■ What you need to do
Can you transcribe every record below exactly as it appears?

■ Extracted records
>> Begin

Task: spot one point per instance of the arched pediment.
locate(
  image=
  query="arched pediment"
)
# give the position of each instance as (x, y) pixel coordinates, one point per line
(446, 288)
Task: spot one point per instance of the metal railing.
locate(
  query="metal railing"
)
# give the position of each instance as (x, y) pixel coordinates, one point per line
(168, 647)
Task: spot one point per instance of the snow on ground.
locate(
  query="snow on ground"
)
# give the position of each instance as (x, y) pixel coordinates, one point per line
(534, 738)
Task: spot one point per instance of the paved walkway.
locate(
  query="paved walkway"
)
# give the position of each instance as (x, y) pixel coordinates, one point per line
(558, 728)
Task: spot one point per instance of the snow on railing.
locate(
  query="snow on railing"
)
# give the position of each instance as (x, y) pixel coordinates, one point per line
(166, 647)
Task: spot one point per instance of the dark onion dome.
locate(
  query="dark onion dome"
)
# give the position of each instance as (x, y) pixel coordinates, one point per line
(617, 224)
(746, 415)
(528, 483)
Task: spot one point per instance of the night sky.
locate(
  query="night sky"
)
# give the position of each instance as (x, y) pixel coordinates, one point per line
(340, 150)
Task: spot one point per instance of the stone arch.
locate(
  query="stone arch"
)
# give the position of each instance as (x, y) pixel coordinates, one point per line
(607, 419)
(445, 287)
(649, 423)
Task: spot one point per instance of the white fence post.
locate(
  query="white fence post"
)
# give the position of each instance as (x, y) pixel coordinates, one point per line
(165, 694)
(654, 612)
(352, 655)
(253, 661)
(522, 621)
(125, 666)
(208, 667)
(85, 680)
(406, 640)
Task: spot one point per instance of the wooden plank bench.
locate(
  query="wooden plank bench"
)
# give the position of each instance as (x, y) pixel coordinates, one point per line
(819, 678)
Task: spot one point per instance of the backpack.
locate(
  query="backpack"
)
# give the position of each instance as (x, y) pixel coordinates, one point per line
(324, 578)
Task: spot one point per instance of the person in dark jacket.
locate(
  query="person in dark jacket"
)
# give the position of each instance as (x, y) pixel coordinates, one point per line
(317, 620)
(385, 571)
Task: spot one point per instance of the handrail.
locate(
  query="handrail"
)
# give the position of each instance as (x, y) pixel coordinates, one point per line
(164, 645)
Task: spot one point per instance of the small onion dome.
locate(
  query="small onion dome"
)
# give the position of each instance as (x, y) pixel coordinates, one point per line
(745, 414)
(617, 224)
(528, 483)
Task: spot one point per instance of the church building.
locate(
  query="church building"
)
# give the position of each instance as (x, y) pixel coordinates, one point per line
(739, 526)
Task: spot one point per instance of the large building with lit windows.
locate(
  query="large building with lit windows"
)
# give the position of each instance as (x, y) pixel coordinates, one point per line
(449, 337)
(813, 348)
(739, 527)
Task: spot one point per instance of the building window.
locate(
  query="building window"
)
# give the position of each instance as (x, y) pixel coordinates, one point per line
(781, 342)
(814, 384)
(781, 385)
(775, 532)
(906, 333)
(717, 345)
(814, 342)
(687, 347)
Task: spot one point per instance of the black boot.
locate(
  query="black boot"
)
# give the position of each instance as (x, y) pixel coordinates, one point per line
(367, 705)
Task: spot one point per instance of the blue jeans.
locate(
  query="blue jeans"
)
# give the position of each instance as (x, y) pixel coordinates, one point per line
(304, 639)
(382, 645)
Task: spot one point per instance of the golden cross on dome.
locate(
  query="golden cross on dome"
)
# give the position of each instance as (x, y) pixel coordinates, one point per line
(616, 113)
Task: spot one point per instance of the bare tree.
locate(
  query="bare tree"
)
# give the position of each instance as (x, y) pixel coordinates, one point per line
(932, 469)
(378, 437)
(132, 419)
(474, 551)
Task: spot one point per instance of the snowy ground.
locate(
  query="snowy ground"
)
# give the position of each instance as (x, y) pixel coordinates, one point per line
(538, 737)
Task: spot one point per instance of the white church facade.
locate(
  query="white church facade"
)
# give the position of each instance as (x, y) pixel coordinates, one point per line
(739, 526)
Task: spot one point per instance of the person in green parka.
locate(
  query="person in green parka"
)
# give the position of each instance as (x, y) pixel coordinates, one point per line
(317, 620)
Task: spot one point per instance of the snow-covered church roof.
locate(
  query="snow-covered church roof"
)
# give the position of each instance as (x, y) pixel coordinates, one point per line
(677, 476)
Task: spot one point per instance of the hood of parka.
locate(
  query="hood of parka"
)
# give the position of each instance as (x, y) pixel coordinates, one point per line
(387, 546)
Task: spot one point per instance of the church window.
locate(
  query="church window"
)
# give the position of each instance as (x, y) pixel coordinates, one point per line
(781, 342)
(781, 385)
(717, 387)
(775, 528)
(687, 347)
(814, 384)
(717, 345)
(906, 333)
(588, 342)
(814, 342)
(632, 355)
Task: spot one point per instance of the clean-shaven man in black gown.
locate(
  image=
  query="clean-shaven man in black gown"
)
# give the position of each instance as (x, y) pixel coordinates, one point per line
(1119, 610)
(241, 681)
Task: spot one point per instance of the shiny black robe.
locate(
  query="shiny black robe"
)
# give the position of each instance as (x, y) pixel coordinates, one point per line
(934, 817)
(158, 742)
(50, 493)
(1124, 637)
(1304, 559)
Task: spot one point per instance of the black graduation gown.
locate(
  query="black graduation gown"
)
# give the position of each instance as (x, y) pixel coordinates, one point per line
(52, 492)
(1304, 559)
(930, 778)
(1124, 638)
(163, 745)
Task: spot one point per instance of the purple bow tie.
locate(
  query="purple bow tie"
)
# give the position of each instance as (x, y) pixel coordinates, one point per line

>> End

■ Exercise solution
Task: spot one point per instance of the arched pediment.
locate(
  image=
  query="arched pediment"
)
# give the position of each instance as (x, y) pixel coordinates, one point per line
(446, 288)
Task: spot one point per instance of the metal railing.
locate(
  query="metal railing"
)
# give the position of each instance as (x, y) pixel coordinates, one point per line
(168, 647)
Task: spot one point per instance of the snow on ground.
locate(
  query="snow on ground"
)
# give the position of each instance as (x, y) pixel coordinates, one point per line
(534, 738)
Task: spot one point per instance of the paved walkway.
locate(
  query="paved walkway"
)
# give the position of each instance as (x, y) pixel coordinates, one point per line
(558, 728)
Task: spot one point per instance of the snow on railing.
locate(
  query="snow on railing"
)
# give the position of each instance as (x, y) pixel coordinates, one point per line
(166, 647)
Task: spot one point per instance of the dark onion dome.
locate(
  query="dark onion dome"
)
# give the position of each instance as (x, y) pixel coordinates, one point per line
(617, 224)
(746, 415)
(528, 483)
Task: spot one point per instance of the night sky.
locate(
  query="night sky"
)
# give the position of each instance as (x, y) pixel coordinates, one point per line
(340, 150)
Task: spot one point per instance of the stone arch.
locate(
  query="stone arch"
)
# give the position of each instance as (x, y) pixel coordinates, one point per line
(607, 419)
(445, 287)
(649, 423)
Task: spot one point per instance of the white fence post.
locate(
  query="white fence post"
)
# give the position of each instance as (x, y) pixel coordinates, one point per line
(165, 694)
(654, 612)
(352, 655)
(253, 661)
(522, 621)
(125, 666)
(208, 667)
(85, 680)
(406, 640)
Task: spot one point per instance of the wooden plank bench.
locate(
  query="wooden plank bench"
)
# give the position of each instance as (x, y) pixel coordinates, one point per line
(819, 678)
Task: spot one point per instance of the backpack.
locate(
  query="backpack"
)
# give the position of each instance as (x, y) pixel coordinates, one point per line
(324, 578)
Task: spot one point per instance of the person in dark jacket.
locate(
  query="person in dark jacket"
)
# give the position of each instance as (x, y) pixel coordinates, one point per line
(317, 620)
(385, 571)
Task: spot one point per instance of the handrail.
locate(
  query="handrail"
)
# give the position of each instance as (x, y) pixel coordinates, one point per line
(164, 645)
Task: spot one point per instance of the small onion dome.
locate(
  query="small onion dome"
)
# give the position of each instance as (x, y) pixel coordinates, one point per line
(745, 414)
(617, 224)
(528, 483)
Task: spot one point per instance of the church building.
locate(
  query="church building"
)
# give the position of each instance as (x, y) pixel coordinates, one point per line
(739, 526)
Task: spot one point per instance of the large building with lit windows.
locate(
  query="large building with lit windows"
)
# give the position of each instance as (x, y) pixel coordinates, one point per line
(449, 337)
(813, 348)
(739, 527)
Task: spot one point per instance of the building window.
locate(
  query="building window"
)
# give the position of each instance as (x, y) pixel coordinates, one point per line
(781, 342)
(814, 384)
(781, 385)
(775, 532)
(906, 333)
(717, 345)
(814, 342)
(687, 347)
Task: spot one point per instance of the black boot.
locate(
  query="black boot"
)
# give the position of each instance as (x, y) pixel coordinates, one point per line
(367, 705)
Task: spot one point per instance of the blue jeans.
locate(
  query="blue jeans"
)
# give the position of each instance as (x, y) pixel coordinates, one point per line
(304, 639)
(382, 645)
Task: spot one point per instance of the golden cross on dome.
locate(
  query="golden cross on dome"
)
# give the position of each instance as (x, y) pixel coordinates, one point per line
(616, 113)
Task: spot one point per instance of the bare tree.
locate(
  query="bare tree"
)
# give the position of each instance as (x, y) pixel coordinates, one point per line
(932, 469)
(378, 437)
(132, 419)
(474, 551)
Task: spot one point per instance of the snowy ground.
locate(
  query="snowy ground"
)
# give the position of each instance as (x, y) pixel coordinates, one point per line
(538, 737)
Task: spot one point per instance of the white church facade.
locate(
  query="white church facade"
)
# give the position of each instance as (x, y) pixel coordinates, one point per line
(739, 526)
Task: spot one point per instance of the person in green parka.
locate(
  query="person in green parka"
)
# give the position of each instance as (x, y) pixel coordinates, one point per line
(317, 620)
Task: spot one point per instance of the snow-covered church roof.
locate(
  query="snow-covered church roof"
)
# give the position of each instance as (x, y) pixel coordinates, one point per line
(677, 476)
Task: spot one point per instance of the hood of parka.
locate(
  query="hood of parka"
)
# give the position of each instance as (x, y) pixel coordinates, one point per line
(387, 546)
Task: spot one point per instance of the church window.
locate(
  query="church window"
)
# give the position of each instance as (x, y) pixel coordinates, one point per line
(781, 342)
(781, 385)
(717, 387)
(775, 528)
(687, 347)
(814, 384)
(717, 345)
(906, 333)
(588, 342)
(814, 342)
(632, 355)
Task: spot one point per instance of the clean-shaven man in black gown.
locate(
  image=
  query="clean-shaven man in black gown"
)
# give the position of each instance as (x, y) pixel coordinates, one point per line
(1119, 610)
(241, 681)
Task: spot one point per instance of the shiny black robe.
locate(
  query="shiny black robe"
)
# give the position of each instance as (x, y) pixel coordinates, one point per line
(934, 817)
(158, 742)
(50, 493)
(1124, 637)
(1304, 559)
Task: spot one point per instance of the black graduation gown.
locate(
  query="black graduation gown"
)
# give the position of each instance as (x, y) pixel coordinates, one point per line
(52, 492)
(1304, 559)
(930, 778)
(1124, 638)
(163, 745)
Task: spot one point per instance of the purple bow tie.
locate(
  query="purple bow tie"
)
# give the position of each instance as (x, y) pixel coordinates, one point per line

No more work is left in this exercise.